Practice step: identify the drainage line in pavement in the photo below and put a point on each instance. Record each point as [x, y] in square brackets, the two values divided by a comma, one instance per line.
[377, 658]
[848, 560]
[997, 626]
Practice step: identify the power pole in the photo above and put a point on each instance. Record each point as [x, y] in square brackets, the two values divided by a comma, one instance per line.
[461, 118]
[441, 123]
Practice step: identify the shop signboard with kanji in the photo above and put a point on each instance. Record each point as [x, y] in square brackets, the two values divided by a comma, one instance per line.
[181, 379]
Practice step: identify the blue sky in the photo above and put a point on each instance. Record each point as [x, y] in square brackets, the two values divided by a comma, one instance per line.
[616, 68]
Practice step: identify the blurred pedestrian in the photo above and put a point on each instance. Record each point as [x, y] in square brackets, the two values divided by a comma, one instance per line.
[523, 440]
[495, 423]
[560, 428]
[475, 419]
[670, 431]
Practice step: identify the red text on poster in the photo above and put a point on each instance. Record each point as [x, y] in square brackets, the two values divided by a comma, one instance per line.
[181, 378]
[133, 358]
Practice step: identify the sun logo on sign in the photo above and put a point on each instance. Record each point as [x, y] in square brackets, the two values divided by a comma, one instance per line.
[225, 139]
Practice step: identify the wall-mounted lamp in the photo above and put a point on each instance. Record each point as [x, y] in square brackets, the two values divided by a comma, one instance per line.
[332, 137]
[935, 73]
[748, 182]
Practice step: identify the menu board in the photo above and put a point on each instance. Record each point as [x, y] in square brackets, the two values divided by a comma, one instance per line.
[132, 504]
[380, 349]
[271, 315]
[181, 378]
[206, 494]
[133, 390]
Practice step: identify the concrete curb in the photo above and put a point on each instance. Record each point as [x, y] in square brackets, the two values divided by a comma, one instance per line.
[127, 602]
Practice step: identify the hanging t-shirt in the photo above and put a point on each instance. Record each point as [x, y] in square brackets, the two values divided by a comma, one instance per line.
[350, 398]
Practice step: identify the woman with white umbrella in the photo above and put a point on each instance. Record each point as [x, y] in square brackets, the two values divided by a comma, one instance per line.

What is needed – Could you copy every row above, word for word and in the same order?

The answer –
Practice step: identify the drainage line in pavement in the photo below and put a point on each instance. Record each point as [x, y] in square brackets, the two values divided by a comma, one instance per line.
[377, 658]
[848, 560]
[997, 626]
Practice step: identify the power pole in the photo above and put a point on each instance. Record each point as [x, y] in square brackets, the two values divided by a comma, one instance per line.
[461, 118]
[441, 123]
Practice step: identify the shop signboard with kanji in the photo above and put a point on each instance. Record each point as [x, y] in square brackets, the two values divided by a comma, one instance per line.
[181, 379]
Practice step: identify the blue sky in the photo above and put a point on each instance. Record each point as [x, y] in square brackets, the two values divided by a comma, one instance per line.
[616, 68]
Practice step: identify the blurred pedestrian in the photo above and put a point on each instance. Record each point as [x, y] in square brackets, the two values divided by a comma, one instance per line.
[523, 440]
[495, 423]
[560, 428]
[475, 419]
[670, 431]
Practice step: identify the red text on poster in the photo above and put a point on each instance. Record each point as [x, y] in square brackets, the two values divided by a comma, one instance per line.
[181, 378]
[133, 358]
Practice step: identify the sun logo on sign in the photo above and put a point on each instance. Record each point as [x, y] in square brackets, the two values divided by a comma, one instance per line.
[225, 139]
Practice step: identify the wall-mounted lamp in the photo above and put a point on each instance. Record each point as [x, y] in square brackets, the two values divided by a comma, one instance per line.
[332, 137]
[935, 73]
[748, 182]
Practice step: identify the menu board in the photo above and put a point on each instance. Record each point as [x, y] in square brackets, the two values divided by a comma, one instance per line.
[132, 504]
[380, 349]
[271, 315]
[181, 378]
[206, 494]
[133, 390]
Practice step: identify the concrete curb in the photo above and put a point on each instance. Record each point as [x, y] in square brackets, the two values divided by a comma, one instance per line.
[127, 602]
Practice step: identify the hanging t-shirt in the photo above and put a point on each instance. Record each point as [x, y] in square brackets, the two values divided by a comma, one instance per line.
[350, 398]
Practice step: identify the woman with white umbrella in the photo above and put a point on each instance. Record each point as [x, y] in square brackets, the two values divided by a comma, one instance per line.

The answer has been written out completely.